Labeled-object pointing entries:
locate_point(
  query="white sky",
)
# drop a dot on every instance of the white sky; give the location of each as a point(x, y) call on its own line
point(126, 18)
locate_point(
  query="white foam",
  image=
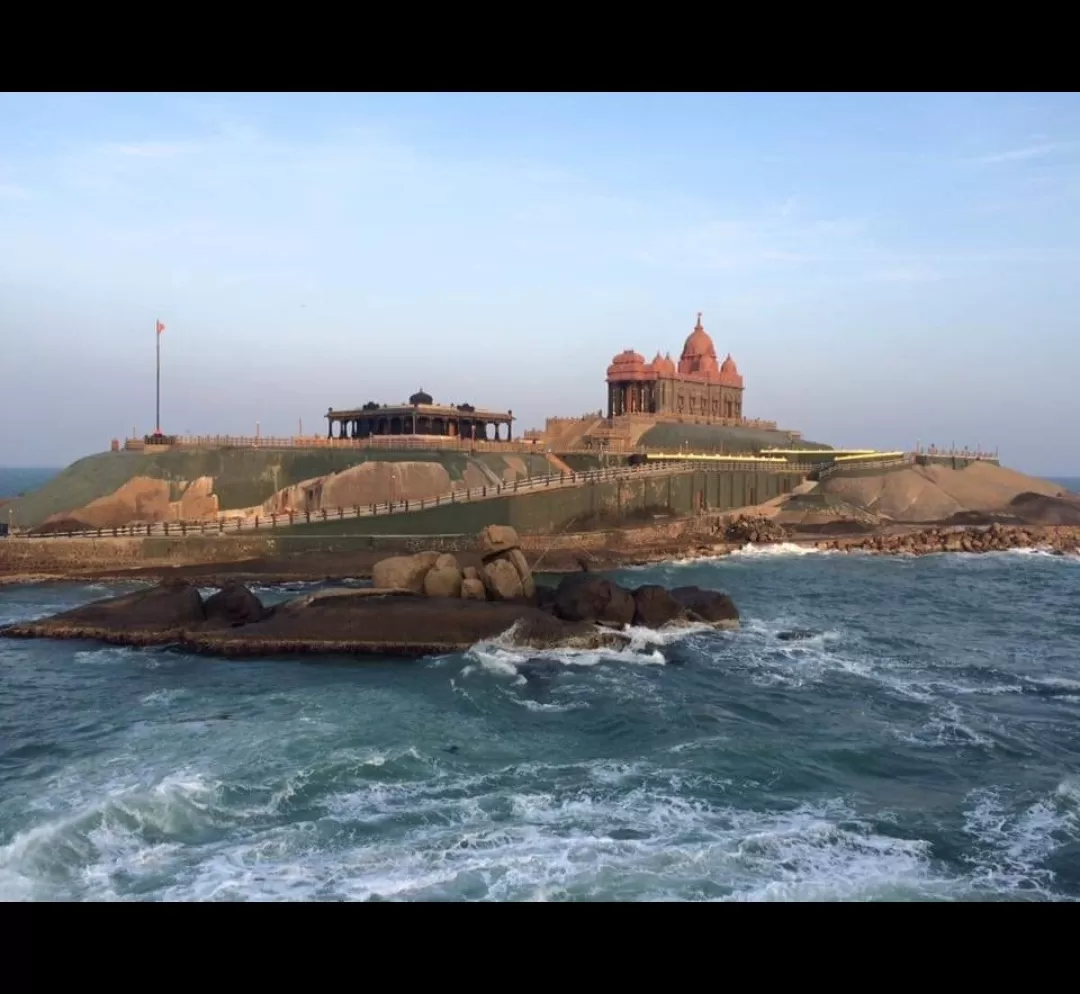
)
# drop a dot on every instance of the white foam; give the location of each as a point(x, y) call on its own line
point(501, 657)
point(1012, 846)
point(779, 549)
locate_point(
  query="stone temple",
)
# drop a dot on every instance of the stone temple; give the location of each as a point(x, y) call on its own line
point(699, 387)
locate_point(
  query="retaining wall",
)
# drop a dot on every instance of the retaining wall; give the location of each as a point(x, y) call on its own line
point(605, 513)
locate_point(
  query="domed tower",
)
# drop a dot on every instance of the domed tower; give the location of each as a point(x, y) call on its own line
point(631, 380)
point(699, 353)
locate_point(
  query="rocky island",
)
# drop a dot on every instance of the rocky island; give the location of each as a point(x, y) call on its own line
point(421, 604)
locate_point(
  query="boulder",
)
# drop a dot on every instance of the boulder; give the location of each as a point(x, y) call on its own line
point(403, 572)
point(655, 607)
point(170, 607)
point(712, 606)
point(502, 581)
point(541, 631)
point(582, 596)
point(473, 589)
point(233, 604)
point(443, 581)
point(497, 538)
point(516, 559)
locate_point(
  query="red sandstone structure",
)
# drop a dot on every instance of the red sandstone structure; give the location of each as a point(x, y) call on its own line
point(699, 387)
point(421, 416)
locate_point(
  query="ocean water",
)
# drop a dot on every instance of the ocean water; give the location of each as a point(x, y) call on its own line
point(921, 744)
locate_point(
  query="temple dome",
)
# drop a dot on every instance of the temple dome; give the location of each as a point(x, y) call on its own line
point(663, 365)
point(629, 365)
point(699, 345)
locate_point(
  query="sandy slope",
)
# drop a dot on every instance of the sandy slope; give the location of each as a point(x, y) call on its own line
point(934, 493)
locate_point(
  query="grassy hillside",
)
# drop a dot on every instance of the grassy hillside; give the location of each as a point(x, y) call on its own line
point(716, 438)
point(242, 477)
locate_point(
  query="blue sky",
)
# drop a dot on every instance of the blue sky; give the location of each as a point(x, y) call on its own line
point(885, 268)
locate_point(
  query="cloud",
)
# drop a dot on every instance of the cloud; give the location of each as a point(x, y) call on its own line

** Given problem **
Copy all of the records above word for word, leaving out the pictures.

** Correct output **
locate_point(
  query="white sky",
)
# drop a dot on every instance of the white sky; give the location of each as a point(x, y) call on its own line
point(126, 18)
locate_point(
  query="white foam",
  image=
)
# drop a dot on every instance of the white foam; give the location of each as a point(x, y) call on its own line
point(501, 657)
point(1012, 846)
point(779, 549)
locate_point(
  query="stone temple",
)
# drop a dot on every instance of the stone temple; give the location of each as a point(x, y) call on its own line
point(699, 387)
locate_point(
  query="retaining wall",
)
# drop a dot on every instance of the retaining wall; give the location of each as a point(x, y) call on its own line
point(605, 513)
locate_point(
  query="domed tower",
)
# drop a dot on every instance of the domed tower; give the location of each as a point(x, y) call on its own line
point(631, 380)
point(699, 353)
locate_point(
  query="rocky island",
)
# drop a dot on every instance of the rocky island; give the location of each as a point(x, y) call on its own line
point(421, 604)
locate_point(
  query="boulder",
)
# drop a dot on every instance of the boulder; give the location of each as a point(x, y) call on its own line
point(403, 572)
point(655, 607)
point(170, 607)
point(712, 606)
point(502, 581)
point(541, 631)
point(582, 596)
point(473, 589)
point(233, 604)
point(443, 581)
point(497, 538)
point(516, 559)
locate_point(
  query="red sandstone structure",
)
# drop a dot on every instance of the red sandstone structure; give the location of each as a point(x, y) call on its own line
point(699, 387)
point(421, 416)
locate_point(
  query="ocean water",
)
# drop a dot on every instance of the ocean water; give the location of each as a point(x, y) call on its own line
point(921, 744)
locate_point(
  query="temple dome",
)
# drop a dot on every instance of the temple dome; give the location of each as a point(x, y) call on its own line
point(663, 365)
point(629, 365)
point(699, 345)
locate_point(
  query="sandy slope",
)
# drop a dot on every instance of the sandy slope; give the location of each as a point(x, y) call on its own line
point(934, 493)
locate_point(
  query="grassy hillside",
)
# drop a dot on every instance of the grassy hillside; give the location of each as a point(x, y) call on its own line
point(716, 438)
point(242, 477)
locate_point(
  query="blue sky",
)
# drop a dot on every instance of the blue sky; give the location of each as a point(x, y) call on its own line
point(885, 268)
locate_point(
  query="cloud",
)
# drop a dot on every instance of the cloud; give the location of each as a point(x, y) call on its own line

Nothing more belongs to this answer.